## Action item:
The lines needed are those from the start of the records through the line holding "Target: marching student", each copied exactly.

## Exercise data:

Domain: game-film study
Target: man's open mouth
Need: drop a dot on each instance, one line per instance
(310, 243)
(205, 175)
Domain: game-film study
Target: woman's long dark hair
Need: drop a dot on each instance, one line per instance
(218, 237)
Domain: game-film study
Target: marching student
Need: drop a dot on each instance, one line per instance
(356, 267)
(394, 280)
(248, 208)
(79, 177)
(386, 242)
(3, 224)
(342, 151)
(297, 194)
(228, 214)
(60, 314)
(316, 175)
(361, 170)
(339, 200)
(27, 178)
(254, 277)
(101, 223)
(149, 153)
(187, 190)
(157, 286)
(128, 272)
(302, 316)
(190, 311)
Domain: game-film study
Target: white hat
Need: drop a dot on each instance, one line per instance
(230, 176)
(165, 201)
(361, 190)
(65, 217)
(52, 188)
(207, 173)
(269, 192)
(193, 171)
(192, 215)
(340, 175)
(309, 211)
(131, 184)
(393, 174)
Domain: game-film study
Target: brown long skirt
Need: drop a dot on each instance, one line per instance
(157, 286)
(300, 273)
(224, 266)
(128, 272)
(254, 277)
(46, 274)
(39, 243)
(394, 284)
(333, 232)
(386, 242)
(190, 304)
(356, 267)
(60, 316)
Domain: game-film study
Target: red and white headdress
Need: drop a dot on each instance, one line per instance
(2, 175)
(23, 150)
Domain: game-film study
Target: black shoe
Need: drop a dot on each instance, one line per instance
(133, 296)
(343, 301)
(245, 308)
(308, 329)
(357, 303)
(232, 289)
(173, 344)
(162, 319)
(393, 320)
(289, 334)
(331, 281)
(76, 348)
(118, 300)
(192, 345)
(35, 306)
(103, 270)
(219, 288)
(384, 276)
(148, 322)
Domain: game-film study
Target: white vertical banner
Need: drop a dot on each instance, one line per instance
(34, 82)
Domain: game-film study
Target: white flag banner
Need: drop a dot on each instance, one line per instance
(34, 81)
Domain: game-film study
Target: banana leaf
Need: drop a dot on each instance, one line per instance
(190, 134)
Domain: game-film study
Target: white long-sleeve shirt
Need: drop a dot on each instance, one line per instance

## Written solution:
Domain: game-film study
Target: man's open mouth
Need: drop a dot on each instance, one line per instance
(310, 243)
(205, 175)
Domain: game-film study
Target: woman's long dark hair
Need: drop a dot on each instance, one line per instance
(218, 237)
Domain: game-film study
Target: marching student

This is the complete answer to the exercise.